• _EXERCISE GOAL_:
Find the word "riverbank" in the listing below, then return every line it appears in.
═══ RECORDS FOR THIS TASK
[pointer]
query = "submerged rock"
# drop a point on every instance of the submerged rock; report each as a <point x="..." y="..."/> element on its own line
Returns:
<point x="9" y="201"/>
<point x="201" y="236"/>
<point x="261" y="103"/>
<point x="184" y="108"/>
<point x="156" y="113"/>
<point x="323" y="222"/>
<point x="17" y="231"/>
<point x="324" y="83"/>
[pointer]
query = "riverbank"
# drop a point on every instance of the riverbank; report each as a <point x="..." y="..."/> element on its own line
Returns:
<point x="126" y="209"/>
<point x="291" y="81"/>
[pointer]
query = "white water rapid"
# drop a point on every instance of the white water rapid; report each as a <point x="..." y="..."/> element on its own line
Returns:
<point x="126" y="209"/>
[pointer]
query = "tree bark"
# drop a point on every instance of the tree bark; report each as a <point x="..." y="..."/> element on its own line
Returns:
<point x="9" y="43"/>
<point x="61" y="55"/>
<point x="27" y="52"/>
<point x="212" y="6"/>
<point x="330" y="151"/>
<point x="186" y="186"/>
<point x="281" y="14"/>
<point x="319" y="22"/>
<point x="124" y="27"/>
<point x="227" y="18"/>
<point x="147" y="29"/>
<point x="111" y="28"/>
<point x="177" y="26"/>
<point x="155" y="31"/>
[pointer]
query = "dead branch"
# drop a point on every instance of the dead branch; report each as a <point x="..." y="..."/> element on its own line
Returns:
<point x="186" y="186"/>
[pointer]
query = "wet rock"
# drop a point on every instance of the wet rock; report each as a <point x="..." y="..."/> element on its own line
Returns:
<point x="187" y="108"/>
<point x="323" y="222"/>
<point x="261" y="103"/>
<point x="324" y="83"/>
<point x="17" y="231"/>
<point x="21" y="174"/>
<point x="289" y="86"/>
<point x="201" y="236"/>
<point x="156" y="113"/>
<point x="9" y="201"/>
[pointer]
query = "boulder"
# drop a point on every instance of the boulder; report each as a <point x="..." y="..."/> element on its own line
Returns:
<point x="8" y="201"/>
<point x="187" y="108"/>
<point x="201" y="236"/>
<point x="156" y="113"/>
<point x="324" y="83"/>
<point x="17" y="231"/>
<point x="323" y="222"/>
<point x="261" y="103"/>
══════
• _WRITTEN SOLUTION_:
query = "riverbank"
# drop a point on every instance of the riverbank; report each as a <point x="..." y="..."/> element on its own line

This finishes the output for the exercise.